Reading text:

— Start —

- poster
- Directed by: Vijith Nambiar
- Written by: Manu Gopal Meharali Poilungal Ismail
- Produced by: PK Ashokan Executive Producer Manosh Mony CO- Producer Vineeth Aravind
- Starring: Manesh Krishnan Gopika Anil Devan Saleema Innocent Salim Kumar Cairavee Thakkar Idavela Babu Irshad Anjali Nair Vishnu Nambiar Niyaz Backer
- Cinematography: Shan Hafsaali
- Edited by: Anaz Muhammed
- Music by: Vijith Nambiar
- Production company: Vishvas Movies Pvt Ltd
- Distributed by: Movie Factory
- Release date: 6 December 2019;
- Running time: 130 minutes
- Country: India
- Language: Malayalam

= Munthiri Monchan =

Munthiri Monchan: Oru Thavala Paranja Kadha is a 2019 Indian cinema Malayalam film directed by debutant director Vijith Nambiar for producer P. K. Ashokan. The film, a Movie Factory presentation stars Manesh Krishnan, Gopika Anil, Salim Kumar, Innocent, Devan and Saleema with several others. The film unites actors Devan and Saleema after a gap of 31 years as the pair's last film was Aranyakam, directed by Hariharan, written by M. T. Vasudevan Nair.

— End —

Provided records:
— Start —

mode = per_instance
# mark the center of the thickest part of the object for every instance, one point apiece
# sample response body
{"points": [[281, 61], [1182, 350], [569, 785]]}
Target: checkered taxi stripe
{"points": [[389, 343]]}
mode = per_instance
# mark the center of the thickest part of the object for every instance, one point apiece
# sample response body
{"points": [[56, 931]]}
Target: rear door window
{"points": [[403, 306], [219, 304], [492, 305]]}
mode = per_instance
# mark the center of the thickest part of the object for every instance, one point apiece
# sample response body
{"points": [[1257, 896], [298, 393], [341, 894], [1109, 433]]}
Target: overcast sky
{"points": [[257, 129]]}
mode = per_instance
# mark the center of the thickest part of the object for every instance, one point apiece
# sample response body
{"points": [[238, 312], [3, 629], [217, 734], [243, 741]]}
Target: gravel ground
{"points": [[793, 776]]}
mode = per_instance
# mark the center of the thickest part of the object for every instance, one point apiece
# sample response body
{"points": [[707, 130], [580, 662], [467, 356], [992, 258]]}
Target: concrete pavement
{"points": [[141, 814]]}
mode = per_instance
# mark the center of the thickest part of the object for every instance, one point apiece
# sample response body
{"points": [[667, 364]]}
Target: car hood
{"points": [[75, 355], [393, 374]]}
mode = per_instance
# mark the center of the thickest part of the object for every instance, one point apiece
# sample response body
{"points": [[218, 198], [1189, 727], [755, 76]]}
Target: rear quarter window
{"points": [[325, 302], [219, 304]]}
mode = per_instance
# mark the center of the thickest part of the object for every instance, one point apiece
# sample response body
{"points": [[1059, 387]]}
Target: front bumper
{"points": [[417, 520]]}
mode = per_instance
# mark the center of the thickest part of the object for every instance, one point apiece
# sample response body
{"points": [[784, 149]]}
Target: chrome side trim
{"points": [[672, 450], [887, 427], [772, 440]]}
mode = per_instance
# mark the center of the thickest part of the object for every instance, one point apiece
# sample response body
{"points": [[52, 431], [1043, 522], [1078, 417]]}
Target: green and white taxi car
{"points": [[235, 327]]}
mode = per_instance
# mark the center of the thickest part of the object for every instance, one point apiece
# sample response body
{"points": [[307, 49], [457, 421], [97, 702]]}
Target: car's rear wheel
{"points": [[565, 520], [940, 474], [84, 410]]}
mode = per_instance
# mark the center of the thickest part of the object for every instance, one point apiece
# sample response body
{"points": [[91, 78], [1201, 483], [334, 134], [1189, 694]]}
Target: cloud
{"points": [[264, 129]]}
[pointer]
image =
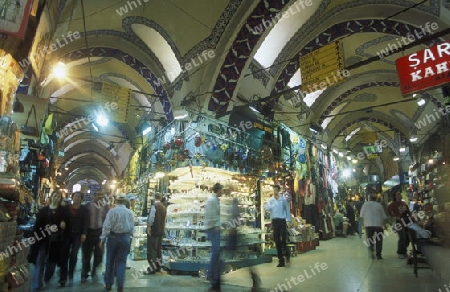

— End —

Task set:
1. Summarize the text about Munthiri Monchan in two sentences.
2. List every actor that the prose paragraph of the Munthiri Monchan text names as starring in the film. Leave out the "Starring" line of the credits.

Expected responses:
1. Munthiri Monchan: Oru Thavala Paranja Kadha is a 2019 Indian Malayalam film directed by debutant Vijith Nambiar for producer P. K. Ashokan and presented by Movie Factory. Its cast includes Manesh Krishnan, Gopika Anil, Salim Kumar, Innocent, Devan and Saleema, and it reunites Devan and Saleema 31 years after their last film together, Aranyakam.

2.
- Manesh Krishnan
- Gopika Anil
- Salim Kumar
- Innocent
- Devan
- Saleema